╭─ Document excerpt
Skip to main content

Airbnb Wants to Send You to Antarctica on Sabbatical

antarctica boat
David Merron Photography/Getty Images

If the winter holidays fill you with more dread than cheer, why not give yourself the gift of getting away? Airbnb has just the thing for you. Last week, the travel platform announced it will send five volunteers to join scientist Kirstie Jones-Williams on a month-long scientific research mission in Antarctica this December.

Yes, you read that right. While your family, friends, and coworkers are suffering through White Elephant swaps and the endless loop of holiday carols, you could be exploring one of Earth’s final frontiers in an effort to save the planet. You might even be enjoying (slightly) warmer weather — December is Antarctica’s summer, after all.

This once-in-a-lifetime trip starts with a two-week visit to Punta Arenas, a city at the southernmost tip of Chile, where the five participants will undergo immersion training in preparation for their time on the continent. You’ll take courses on glaciology, practice field sampling, and get acquainted with the lab work you’ll be doing.

Once your training is complete, you’ll fly from Chile to Antarctica, your plane landing on a naturally formed blue-ice runway. You’ll only spend a week on the southernmost continent, but you’ll be kept busy collecting and studying snow samples for microplastics to determine how far waste and pollution has traveled across the world.

Antarctic Sabbatical | Only On Airbnb

Don’t worry — this experience isn’t all work. In between lab sessions, you’ll visit some of the world’s least-seen natural wonders, such as the Drake Icefall, Charles Peak Windscoop, and Elephant’s Head. You’ll even get to walk “around the globe” during a visit to the actual South Pole.

Given that this is Airbnb hosting, you may wonder where you’ll be staying. We hear it’ll be at Three Glaciers Retreat, a surprisingly cushy outpost deep within the continent that provides gourmet meals, vintage linens, and hot showers to intrepid travelers like yourself.

Your mission ends with a return visit to Punta Arenas, where you’ll serve as Ocean Conservancy ambassadors, delivering insights on how the Airbnb community and the world at large can minimize our collective plastic footprint.

Unlike most Airbnb experiences, the Antarctic Sabbatical is only accepting five participants and requires some pretty steep qualifications. You don’t have to be a scientist yourself, but Kirstie Jones-Williams, the Ph.D candidate leading the expedition, is looking for applicants with passion, grit, and a rigorous work ethic.

“This expedition will help us understand the pathways of microplastics to remote regions such as Antarctica and comes at a critical time to highlight our responsibility to protect our natural world. This expedition will be hard work, with scientific rigor required during unforgiving wintery conditions. We are looking for passionate individuals, with a sense of global citizenship, who are excited to be a part of the team and to return home and share our findings with the world.”
╰─
╭─ Extracted data
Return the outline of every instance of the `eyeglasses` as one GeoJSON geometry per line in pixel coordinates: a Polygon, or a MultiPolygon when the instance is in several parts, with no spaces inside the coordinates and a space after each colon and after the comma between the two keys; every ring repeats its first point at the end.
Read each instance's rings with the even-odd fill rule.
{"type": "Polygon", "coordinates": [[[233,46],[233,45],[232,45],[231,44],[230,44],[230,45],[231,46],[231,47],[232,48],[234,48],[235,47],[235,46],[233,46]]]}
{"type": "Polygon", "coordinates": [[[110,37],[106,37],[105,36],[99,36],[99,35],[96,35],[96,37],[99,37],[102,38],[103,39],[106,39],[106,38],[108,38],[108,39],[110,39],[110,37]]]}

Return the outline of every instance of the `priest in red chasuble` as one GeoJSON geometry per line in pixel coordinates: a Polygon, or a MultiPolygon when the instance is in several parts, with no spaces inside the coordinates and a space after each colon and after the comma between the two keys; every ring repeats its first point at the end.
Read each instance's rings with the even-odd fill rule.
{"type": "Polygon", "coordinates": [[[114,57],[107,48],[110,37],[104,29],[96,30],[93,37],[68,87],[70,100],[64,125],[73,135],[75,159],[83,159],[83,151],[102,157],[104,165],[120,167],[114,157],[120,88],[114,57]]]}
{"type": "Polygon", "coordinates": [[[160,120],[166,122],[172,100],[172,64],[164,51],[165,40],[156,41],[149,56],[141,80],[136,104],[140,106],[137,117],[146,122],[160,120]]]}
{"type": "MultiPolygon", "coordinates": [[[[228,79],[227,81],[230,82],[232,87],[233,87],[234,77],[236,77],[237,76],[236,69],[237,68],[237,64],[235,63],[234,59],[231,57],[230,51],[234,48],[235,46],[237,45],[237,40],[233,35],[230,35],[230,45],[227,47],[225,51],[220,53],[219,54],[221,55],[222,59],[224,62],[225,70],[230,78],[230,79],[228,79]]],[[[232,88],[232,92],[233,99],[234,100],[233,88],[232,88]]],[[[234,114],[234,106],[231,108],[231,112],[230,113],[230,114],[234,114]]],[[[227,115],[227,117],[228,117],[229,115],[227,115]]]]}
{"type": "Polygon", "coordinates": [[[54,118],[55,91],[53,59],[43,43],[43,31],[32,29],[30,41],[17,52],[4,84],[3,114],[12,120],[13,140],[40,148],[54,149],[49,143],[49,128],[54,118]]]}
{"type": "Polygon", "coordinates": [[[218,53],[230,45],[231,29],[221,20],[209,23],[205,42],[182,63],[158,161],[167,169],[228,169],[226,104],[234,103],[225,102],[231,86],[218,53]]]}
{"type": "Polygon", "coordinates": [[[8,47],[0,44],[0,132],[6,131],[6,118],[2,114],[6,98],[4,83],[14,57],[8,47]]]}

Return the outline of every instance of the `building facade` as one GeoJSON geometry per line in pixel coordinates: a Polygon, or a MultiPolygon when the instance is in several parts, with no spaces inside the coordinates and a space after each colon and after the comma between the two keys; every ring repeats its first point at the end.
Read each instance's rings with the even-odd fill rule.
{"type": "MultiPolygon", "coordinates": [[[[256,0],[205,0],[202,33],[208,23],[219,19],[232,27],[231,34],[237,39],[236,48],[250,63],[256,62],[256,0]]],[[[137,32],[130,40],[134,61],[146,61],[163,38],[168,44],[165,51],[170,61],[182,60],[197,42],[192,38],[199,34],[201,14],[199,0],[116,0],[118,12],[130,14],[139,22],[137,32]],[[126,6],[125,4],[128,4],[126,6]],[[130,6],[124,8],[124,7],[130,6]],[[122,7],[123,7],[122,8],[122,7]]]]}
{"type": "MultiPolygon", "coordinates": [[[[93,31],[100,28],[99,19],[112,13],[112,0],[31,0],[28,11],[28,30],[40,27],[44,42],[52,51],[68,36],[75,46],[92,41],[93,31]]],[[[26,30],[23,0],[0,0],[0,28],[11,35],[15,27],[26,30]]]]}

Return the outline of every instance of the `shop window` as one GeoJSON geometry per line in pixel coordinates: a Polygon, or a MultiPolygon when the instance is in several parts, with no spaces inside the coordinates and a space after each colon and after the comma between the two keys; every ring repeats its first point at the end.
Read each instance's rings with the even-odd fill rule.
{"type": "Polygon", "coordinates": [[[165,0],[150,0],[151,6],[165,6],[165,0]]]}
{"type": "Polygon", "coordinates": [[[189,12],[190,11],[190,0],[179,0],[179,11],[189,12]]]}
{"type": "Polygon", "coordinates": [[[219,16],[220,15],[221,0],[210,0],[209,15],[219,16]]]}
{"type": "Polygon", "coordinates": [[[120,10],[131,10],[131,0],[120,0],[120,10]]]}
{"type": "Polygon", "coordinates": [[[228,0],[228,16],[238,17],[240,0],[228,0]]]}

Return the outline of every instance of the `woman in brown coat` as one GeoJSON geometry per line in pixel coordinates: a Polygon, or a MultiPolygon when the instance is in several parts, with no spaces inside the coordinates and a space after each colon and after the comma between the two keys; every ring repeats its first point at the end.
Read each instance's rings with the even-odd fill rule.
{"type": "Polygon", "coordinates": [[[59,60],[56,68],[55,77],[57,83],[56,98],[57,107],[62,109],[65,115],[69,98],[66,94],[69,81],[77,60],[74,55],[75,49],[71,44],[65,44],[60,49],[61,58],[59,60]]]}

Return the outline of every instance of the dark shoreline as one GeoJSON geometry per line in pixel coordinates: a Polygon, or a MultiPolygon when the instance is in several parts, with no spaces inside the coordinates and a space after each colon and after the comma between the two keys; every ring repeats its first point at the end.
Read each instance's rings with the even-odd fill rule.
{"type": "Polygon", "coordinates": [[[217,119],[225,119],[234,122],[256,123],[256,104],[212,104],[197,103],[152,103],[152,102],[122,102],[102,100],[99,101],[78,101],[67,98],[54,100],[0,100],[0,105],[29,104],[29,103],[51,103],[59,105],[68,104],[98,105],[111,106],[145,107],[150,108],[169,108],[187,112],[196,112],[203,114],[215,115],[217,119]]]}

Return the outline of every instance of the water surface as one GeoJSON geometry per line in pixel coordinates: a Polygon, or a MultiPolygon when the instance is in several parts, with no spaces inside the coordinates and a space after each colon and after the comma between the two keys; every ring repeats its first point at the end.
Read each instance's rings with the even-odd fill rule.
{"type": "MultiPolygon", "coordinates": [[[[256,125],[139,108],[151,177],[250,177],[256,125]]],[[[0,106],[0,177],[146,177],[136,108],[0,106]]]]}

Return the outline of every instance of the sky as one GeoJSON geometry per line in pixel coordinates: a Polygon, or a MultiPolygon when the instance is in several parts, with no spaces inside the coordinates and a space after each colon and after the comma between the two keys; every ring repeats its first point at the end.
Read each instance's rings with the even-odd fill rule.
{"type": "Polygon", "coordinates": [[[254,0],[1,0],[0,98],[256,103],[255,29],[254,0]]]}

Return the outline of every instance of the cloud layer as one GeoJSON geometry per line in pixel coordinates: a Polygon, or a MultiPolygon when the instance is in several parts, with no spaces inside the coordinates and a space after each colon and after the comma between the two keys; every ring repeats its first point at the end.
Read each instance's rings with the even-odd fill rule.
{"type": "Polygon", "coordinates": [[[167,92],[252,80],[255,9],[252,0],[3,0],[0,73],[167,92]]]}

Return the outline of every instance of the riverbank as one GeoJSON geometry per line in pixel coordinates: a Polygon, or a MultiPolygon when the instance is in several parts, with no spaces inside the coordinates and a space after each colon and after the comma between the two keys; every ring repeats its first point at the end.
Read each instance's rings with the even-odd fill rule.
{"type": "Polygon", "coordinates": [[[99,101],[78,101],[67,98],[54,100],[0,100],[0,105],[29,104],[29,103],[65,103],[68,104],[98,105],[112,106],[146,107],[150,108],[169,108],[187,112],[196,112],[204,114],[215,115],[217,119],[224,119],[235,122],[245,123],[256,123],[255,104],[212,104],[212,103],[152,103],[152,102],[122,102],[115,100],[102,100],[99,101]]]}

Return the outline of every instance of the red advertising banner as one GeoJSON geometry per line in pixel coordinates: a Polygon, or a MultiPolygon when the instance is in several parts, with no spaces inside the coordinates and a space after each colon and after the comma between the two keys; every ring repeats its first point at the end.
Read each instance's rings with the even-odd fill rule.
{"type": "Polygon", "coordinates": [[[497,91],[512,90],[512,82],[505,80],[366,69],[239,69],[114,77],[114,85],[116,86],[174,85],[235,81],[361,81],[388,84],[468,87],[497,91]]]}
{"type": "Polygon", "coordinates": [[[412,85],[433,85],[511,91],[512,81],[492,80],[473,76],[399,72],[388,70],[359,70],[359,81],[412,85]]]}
╰─
- Instructions
1. According to the article about Airbnb's Antarctic Sabbatical, why will the volunteers collect and study snow samples for microplastics? Answer in one to three sentences.
2. How many lines of the entries contain the word "water"? Give only the number.
The entries have nothing to do with the article about Airbnb's Antarctic trip.

- Expected outputs
1. They will study the snow samples for microplastics to determine how far waste and pollution have traveled across the world.

2. 1